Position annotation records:
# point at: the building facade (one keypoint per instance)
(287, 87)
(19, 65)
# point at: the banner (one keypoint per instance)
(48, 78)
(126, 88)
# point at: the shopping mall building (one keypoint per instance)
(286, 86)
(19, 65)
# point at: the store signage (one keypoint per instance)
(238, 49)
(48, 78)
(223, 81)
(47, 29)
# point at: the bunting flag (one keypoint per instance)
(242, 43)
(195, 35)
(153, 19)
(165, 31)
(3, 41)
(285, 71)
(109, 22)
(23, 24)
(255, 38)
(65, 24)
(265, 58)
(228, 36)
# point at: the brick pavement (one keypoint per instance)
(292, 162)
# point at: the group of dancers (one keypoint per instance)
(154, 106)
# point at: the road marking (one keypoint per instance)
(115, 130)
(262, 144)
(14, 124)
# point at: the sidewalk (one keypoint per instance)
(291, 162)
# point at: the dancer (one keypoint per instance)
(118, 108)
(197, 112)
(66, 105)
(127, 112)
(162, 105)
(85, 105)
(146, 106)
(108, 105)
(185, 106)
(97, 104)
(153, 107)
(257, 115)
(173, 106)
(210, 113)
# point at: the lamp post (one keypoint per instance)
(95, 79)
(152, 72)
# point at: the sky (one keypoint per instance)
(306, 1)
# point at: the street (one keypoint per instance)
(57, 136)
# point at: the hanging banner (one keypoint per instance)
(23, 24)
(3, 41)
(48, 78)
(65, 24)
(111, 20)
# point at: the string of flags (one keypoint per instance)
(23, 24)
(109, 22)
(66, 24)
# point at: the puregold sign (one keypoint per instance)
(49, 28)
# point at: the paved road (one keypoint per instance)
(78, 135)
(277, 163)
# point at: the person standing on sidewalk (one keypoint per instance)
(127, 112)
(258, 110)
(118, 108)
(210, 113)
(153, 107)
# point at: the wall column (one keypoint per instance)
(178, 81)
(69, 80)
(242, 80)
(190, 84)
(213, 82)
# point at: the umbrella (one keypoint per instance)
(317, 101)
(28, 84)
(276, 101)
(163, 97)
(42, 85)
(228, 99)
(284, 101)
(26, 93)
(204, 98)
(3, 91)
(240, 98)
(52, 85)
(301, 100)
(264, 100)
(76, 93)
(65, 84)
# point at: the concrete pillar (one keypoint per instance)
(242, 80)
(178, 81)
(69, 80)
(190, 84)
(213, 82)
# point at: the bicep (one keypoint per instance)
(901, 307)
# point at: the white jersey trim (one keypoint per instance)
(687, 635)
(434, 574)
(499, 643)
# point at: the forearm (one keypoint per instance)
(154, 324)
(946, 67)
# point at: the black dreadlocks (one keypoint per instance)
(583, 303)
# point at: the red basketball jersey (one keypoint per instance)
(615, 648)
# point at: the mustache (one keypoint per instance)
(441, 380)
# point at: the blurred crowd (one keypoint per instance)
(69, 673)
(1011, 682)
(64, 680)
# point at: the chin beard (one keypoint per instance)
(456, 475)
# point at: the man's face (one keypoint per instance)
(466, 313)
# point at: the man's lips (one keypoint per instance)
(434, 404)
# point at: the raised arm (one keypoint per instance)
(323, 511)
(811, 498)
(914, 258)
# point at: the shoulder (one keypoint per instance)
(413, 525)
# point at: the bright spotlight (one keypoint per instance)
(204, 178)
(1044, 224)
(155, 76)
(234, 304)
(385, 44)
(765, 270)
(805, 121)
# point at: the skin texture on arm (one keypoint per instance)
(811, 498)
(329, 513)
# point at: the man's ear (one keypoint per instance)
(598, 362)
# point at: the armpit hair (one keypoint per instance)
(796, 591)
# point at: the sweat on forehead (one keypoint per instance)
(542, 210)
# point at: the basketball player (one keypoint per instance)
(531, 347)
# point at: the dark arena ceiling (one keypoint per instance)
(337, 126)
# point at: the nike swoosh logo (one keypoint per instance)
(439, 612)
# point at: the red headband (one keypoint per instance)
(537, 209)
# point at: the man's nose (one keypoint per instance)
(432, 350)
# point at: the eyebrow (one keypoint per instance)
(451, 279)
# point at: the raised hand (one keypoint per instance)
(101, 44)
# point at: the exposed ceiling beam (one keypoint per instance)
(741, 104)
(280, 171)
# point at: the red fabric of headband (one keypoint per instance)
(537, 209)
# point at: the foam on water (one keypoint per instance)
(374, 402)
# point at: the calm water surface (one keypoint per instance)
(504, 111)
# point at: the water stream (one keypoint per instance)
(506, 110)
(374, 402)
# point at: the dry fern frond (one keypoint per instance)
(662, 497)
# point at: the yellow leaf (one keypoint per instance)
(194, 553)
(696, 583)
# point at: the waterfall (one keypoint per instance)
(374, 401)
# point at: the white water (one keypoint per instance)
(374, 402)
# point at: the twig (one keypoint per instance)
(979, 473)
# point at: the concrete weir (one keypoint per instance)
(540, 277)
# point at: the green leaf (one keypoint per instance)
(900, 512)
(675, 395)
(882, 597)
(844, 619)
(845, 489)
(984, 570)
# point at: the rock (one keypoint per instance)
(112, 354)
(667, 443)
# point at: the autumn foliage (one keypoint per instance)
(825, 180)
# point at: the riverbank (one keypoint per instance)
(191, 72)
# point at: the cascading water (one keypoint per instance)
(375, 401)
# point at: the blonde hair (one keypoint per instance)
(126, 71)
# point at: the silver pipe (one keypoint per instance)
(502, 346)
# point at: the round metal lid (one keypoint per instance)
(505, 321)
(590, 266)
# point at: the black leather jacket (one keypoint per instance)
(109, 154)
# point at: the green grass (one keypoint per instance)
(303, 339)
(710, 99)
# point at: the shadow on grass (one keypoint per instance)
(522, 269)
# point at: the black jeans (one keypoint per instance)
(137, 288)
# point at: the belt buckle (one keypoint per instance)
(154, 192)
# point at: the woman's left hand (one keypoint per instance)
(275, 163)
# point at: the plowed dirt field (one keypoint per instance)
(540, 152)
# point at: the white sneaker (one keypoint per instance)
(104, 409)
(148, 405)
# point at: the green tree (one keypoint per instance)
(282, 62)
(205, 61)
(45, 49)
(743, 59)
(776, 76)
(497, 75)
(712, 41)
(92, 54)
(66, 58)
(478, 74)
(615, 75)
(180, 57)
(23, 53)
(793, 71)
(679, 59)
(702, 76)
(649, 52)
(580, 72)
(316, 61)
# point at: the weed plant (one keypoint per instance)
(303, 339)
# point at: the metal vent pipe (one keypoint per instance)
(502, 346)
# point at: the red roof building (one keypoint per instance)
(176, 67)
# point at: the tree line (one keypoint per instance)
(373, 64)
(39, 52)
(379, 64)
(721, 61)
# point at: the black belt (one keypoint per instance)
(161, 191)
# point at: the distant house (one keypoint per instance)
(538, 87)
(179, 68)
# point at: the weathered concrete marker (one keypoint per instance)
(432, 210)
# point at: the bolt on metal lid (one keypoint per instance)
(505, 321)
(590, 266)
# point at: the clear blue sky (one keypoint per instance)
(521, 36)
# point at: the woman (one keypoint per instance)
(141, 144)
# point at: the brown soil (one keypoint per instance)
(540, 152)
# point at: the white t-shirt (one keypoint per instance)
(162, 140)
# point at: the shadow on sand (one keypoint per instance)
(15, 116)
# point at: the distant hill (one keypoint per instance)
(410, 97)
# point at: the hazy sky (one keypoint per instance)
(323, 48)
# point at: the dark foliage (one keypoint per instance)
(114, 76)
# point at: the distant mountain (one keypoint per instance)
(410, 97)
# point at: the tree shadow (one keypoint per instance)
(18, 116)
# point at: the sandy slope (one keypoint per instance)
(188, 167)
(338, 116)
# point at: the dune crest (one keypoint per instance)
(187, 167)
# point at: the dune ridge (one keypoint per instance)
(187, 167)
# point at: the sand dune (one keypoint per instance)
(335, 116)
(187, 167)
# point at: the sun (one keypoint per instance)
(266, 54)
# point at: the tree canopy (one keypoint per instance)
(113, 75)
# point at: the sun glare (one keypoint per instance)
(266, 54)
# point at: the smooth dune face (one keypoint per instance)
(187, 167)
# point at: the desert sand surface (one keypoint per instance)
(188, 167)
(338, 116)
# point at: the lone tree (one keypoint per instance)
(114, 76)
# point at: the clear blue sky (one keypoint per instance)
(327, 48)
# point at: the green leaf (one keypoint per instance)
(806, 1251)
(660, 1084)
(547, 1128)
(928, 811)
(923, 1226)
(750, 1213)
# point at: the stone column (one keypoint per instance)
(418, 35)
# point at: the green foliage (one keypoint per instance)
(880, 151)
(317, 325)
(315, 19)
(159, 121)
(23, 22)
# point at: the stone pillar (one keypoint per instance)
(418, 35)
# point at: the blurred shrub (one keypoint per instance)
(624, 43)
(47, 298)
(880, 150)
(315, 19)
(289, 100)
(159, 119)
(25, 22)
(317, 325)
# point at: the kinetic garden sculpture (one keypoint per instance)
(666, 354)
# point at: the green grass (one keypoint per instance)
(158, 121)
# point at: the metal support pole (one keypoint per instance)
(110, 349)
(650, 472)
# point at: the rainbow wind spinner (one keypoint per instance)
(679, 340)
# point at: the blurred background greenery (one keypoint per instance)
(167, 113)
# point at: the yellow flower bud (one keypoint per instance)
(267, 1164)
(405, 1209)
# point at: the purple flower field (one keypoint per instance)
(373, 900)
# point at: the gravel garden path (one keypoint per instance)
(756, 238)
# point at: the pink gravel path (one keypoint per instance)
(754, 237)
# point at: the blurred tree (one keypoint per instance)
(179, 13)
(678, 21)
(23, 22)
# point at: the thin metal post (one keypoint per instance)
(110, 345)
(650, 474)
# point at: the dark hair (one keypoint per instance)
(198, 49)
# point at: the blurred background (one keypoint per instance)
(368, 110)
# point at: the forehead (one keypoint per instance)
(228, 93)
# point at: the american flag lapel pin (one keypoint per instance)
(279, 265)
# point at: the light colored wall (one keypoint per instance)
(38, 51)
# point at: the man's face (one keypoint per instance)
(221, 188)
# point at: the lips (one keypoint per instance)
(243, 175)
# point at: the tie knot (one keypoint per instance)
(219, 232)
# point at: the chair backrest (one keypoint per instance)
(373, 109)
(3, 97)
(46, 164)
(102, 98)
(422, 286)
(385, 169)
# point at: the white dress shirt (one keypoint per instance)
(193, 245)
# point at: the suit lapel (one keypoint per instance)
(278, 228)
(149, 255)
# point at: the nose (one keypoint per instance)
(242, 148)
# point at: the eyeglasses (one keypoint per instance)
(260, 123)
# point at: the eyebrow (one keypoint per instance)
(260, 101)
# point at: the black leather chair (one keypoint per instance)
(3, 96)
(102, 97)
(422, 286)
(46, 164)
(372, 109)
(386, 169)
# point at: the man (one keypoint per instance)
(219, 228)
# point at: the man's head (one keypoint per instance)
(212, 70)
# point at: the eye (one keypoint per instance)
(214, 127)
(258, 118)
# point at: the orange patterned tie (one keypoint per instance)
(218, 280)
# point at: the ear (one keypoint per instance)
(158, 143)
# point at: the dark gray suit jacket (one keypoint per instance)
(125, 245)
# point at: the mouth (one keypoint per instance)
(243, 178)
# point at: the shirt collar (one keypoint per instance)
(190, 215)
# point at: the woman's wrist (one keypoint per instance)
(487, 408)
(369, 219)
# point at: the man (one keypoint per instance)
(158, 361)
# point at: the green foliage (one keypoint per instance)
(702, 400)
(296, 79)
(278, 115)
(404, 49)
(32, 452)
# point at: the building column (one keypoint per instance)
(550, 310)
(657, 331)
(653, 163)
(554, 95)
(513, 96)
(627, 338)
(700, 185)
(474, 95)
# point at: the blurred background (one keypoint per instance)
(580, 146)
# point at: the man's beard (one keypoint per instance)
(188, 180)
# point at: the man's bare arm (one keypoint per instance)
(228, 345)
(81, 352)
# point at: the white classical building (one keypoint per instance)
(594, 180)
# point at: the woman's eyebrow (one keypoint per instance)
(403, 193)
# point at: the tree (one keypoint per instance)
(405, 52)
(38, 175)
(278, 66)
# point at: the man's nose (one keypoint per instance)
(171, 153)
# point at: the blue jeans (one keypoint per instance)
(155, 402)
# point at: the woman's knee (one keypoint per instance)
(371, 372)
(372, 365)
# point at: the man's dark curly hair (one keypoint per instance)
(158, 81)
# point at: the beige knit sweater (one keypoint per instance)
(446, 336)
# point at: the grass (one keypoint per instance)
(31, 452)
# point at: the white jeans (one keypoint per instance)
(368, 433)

> [Prompt] Repeat only the lines running from the line that contains "# point at: the man's beard" through the last line above, inclusive.

> [Written solution]
# point at: the man's beard (one keypoint per instance)
(188, 180)
# point at: the man's bare arm (one keypoint per instance)
(228, 345)
(81, 352)
# point at: the white classical building (one keypoint per instance)
(594, 180)
# point at: the woman's eyebrow (one keypoint per instance)
(403, 193)
# point at: the tree (one keypoint per instance)
(405, 52)
(38, 175)
(278, 66)
# point at: the man's nose (one keypoint per instance)
(171, 153)
# point at: the blue jeans (one keypoint per instance)
(155, 402)
# point at: the woman's knee (one keypoint per instance)
(371, 372)
(372, 365)
# point at: the man's dark curly hair (one keypoint per instance)
(158, 81)
# point at: the beige knit sweater (one keypoint per instance)
(446, 336)
# point at: the grass (one keypoint per instance)
(31, 452)
# point at: the white jeans (one keypoint per instance)
(368, 433)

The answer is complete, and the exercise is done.